#### Available data ####

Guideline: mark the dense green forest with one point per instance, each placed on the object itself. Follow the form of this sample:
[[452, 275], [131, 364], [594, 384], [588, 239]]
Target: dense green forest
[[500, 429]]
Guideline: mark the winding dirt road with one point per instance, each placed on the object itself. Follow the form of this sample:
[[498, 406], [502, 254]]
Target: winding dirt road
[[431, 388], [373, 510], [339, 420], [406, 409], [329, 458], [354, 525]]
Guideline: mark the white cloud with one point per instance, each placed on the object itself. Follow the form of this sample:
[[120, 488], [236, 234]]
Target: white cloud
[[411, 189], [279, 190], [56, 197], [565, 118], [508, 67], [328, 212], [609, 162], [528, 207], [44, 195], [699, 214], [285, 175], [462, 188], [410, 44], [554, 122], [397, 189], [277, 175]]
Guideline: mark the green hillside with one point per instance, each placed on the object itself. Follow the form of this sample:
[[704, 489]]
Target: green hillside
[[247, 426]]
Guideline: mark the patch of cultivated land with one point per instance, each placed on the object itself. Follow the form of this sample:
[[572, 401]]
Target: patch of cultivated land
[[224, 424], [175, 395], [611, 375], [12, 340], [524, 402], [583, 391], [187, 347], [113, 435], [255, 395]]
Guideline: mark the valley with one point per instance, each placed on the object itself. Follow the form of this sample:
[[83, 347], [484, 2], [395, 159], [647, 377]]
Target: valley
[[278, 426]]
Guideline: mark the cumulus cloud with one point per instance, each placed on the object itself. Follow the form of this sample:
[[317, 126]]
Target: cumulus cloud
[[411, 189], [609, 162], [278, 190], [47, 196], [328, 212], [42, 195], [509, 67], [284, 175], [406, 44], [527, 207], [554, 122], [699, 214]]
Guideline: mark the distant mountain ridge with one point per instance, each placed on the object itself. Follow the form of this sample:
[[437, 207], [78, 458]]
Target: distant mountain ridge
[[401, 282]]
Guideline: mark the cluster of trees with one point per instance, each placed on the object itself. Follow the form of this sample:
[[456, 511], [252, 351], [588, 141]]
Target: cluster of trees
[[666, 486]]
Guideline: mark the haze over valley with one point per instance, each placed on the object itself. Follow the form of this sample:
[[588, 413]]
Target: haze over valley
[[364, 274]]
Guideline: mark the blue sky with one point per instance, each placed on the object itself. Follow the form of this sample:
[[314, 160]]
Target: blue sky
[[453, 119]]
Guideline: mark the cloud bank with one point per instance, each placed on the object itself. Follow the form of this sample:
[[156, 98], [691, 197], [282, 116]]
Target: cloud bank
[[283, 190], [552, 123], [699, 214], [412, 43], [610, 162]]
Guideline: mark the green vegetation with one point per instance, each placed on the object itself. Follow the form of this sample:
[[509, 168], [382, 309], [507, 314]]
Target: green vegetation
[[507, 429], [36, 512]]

####

• What to produce: Can you output the lines of the entries as a Markdown table with the columns Row and Text, from the line with "Guideline: mark the distant" up to and including the line with "[[666, 486]]", numbering each row and skipping blank lines?

• Written reply:
| Row | Text |
|---|---|
| 1 | Guideline: mark the distant mountain ridge with one point per instance, each placed on the object itself. Follow the form of this sample: |
| 2 | [[437, 207], [78, 458]] |
| 3 | Target: distant mountain ridge |
| 4 | [[401, 282]] |
| 5 | Guideline: mark the cluster of trees with one point per instance, each placed on the object itself. Follow the form of this sample: |
| 6 | [[456, 511], [252, 351], [588, 141]] |
| 7 | Target: cluster of trees |
| 8 | [[666, 486]] |